# Brief:
Down to the final line, print the records again exactly.

# Given information:

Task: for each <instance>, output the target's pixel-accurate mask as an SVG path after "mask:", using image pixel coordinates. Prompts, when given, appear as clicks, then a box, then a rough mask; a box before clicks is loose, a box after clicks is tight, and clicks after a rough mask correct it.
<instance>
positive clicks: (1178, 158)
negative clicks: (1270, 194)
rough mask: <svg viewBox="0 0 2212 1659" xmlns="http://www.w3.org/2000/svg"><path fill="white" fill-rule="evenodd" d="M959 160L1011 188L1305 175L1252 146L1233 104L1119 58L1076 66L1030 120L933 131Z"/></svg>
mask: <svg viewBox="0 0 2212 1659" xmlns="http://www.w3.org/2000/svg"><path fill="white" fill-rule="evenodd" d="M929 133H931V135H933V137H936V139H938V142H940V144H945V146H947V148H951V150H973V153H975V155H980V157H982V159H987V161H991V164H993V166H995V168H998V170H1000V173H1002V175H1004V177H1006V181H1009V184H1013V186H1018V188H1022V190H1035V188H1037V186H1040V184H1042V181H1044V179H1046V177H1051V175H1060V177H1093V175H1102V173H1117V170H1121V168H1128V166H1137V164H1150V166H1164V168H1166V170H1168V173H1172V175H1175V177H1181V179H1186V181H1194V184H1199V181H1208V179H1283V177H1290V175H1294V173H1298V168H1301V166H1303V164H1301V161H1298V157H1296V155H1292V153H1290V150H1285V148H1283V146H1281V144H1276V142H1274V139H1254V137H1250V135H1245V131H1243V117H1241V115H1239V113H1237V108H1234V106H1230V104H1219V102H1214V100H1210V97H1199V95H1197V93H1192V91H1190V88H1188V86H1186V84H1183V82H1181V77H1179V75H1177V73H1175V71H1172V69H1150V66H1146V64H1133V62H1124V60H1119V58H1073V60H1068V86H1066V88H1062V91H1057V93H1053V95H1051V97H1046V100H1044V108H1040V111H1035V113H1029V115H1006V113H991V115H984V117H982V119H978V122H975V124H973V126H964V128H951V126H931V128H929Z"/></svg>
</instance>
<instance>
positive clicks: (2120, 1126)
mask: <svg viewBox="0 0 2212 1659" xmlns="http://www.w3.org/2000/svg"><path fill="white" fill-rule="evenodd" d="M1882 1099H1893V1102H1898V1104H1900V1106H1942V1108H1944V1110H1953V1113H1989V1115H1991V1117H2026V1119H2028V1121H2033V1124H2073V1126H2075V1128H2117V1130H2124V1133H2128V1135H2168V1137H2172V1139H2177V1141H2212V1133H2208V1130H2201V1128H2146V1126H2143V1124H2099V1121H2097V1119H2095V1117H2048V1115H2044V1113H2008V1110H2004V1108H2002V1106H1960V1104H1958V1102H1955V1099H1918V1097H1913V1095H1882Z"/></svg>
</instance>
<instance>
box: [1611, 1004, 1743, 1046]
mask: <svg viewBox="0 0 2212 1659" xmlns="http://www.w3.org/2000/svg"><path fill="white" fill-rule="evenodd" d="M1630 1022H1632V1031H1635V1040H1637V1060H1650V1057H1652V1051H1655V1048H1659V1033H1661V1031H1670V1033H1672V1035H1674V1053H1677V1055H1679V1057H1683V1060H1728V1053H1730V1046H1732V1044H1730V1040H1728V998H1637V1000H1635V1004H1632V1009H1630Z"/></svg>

# Answer area:
Task: for each <instance>, output the target's pixel-accurate mask as an SVG path after "mask:", using image pixel coordinates. Prompts, when given, appear as clicks, then a box, then a rough mask; a box before clicks is loose, a box after clicks is tight, and clicks after a rough mask correct it.
<instance>
positive clicks: (1178, 158)
negative clicks: (1270, 194)
rough mask: <svg viewBox="0 0 2212 1659" xmlns="http://www.w3.org/2000/svg"><path fill="white" fill-rule="evenodd" d="M959 160L1011 188L1305 175L1252 146L1233 104L1119 58L1076 66L1030 120L933 131Z"/></svg>
mask: <svg viewBox="0 0 2212 1659" xmlns="http://www.w3.org/2000/svg"><path fill="white" fill-rule="evenodd" d="M929 133H931V135H933V137H936V139H938V142H940V144H945V146H947V148H951V150H973V153H975V155H980V157H982V159H987V161H991V164H993V166H995V168H998V170H1000V173H1002V175H1004V177H1006V181H1009V184H1013V186H1018V188H1022V190H1035V188H1037V186H1040V184H1042V181H1044V179H1046V177H1051V175H1060V177H1093V175H1102V173H1117V170H1121V168H1128V166H1137V164H1150V166H1164V168H1166V170H1168V173H1172V175H1175V177H1181V179H1186V181H1194V184H1199V181H1208V179H1283V177H1290V175H1294V173H1298V168H1301V166H1303V164H1301V161H1298V157H1296V155H1292V153H1290V150H1285V148H1283V146H1281V144H1276V142H1274V139H1254V137H1250V135H1245V131H1243V117H1241V115H1239V113H1237V108H1234V106H1230V104H1219V102H1214V100H1210V97H1199V95H1197V93H1192V91H1190V88H1188V86H1186V84H1183V82H1181V77H1179V75H1177V73H1175V71H1172V69H1150V66H1146V64H1133V62H1124V60H1119V58H1073V60H1068V86H1066V88H1062V91H1057V93H1053V95H1051V97H1046V100H1044V108H1040V111H1035V113H1029V115H1006V113H991V115H984V117H982V119H978V122H975V124H973V126H964V128H951V126H931V128H929Z"/></svg>
</instance>
<instance>
positive clicks: (2120, 1126)
mask: <svg viewBox="0 0 2212 1659" xmlns="http://www.w3.org/2000/svg"><path fill="white" fill-rule="evenodd" d="M1882 1099H1893V1102H1898V1104H1900V1106H1942V1108H1944V1110H1953V1113H1989V1115H1991V1117H2026V1119H2028V1121H2033V1124H2073V1126H2075V1128H2117V1130H2124V1133H2128V1135H2168V1137H2172V1139H2177V1141H2212V1133H2208V1130H2201V1128H2146V1126H2143V1124H2099V1121H2097V1119H2095V1117H2048V1115H2044V1113H2008V1110H2004V1108H2002V1106H1960V1104H1958V1102H1955V1099H1918V1097H1913V1095H1882Z"/></svg>
</instance>
<instance>
box: [1611, 1004, 1743, 1046]
mask: <svg viewBox="0 0 2212 1659" xmlns="http://www.w3.org/2000/svg"><path fill="white" fill-rule="evenodd" d="M1630 1022H1632V1031H1635V1040H1637V1060H1650V1057H1652V1051H1655V1048H1659V1033H1661V1031H1670V1033H1672V1035H1674V1053H1677V1055H1679V1057H1683V1060H1728V1053H1730V1046H1732V1044H1730V1040H1728V998H1637V1000H1635V1004H1632V1009H1630Z"/></svg>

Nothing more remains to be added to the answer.